Request: Reproduce all of the records below, substituting "expression" for each occurrence of "noun phrase" and keeping everything else identical.

Input data:
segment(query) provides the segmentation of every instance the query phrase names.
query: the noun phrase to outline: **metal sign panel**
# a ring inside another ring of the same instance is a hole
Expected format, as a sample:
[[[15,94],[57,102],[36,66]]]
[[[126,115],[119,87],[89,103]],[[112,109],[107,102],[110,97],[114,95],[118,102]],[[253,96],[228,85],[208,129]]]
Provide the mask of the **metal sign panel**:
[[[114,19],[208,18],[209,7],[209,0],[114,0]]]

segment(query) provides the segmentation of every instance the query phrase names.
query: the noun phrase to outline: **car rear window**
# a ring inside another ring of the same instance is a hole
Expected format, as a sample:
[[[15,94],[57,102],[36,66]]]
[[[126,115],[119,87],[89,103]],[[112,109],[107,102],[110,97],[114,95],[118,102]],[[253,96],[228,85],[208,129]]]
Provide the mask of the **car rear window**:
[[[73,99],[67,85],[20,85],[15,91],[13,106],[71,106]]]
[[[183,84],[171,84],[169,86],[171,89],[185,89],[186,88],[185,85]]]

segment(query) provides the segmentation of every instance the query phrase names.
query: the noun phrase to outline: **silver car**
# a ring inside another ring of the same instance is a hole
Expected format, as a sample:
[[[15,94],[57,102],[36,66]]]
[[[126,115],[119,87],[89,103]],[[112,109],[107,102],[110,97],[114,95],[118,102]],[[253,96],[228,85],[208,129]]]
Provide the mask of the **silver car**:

Complete response:
segment(query) provides the segmentation of every instance the query phrase names.
query: the expression to outline: **metal sign panel**
# a ring inside another ring of the same instance is a hole
Expected format, as a sample:
[[[15,94],[57,102],[36,66]]]
[[[126,115],[119,87],[89,103]],[[112,109],[107,102],[110,97],[114,95],[118,102]],[[253,96],[228,85],[208,129]]]
Provide the mask of the **metal sign panel**:
[[[114,19],[208,18],[209,7],[209,0],[114,0]]]

segment(query) provides the segmentation of every instance the query phrase names.
query: the expression to outline: **car rear window**
# a ring inside another ring of the same instance is a hole
Expected format, as a sample:
[[[15,94],[57,102],[36,66]]]
[[[126,115],[119,87],[89,103]],[[112,109],[107,102],[110,97],[114,95],[118,102]],[[253,96],[228,85],[208,129]]]
Provide the mask of the **car rear window**:
[[[73,99],[67,85],[20,85],[15,91],[13,106],[71,106]]]
[[[183,84],[171,84],[169,86],[171,89],[185,89],[186,88],[185,85]]]

segment(query) provides the segmentation of every instance the query phrase names.
query: the expression to outline: **silver car**
# a ring inside another ring of the same instance is a hole
Expected format, as a sample:
[[[15,94],[57,102],[36,66]]]
[[[126,115],[119,87],[89,103]],[[112,109],[107,102],[110,97],[114,95],[118,102]],[[253,96],[228,85],[208,129]]]
Provide the mask of the **silver car**:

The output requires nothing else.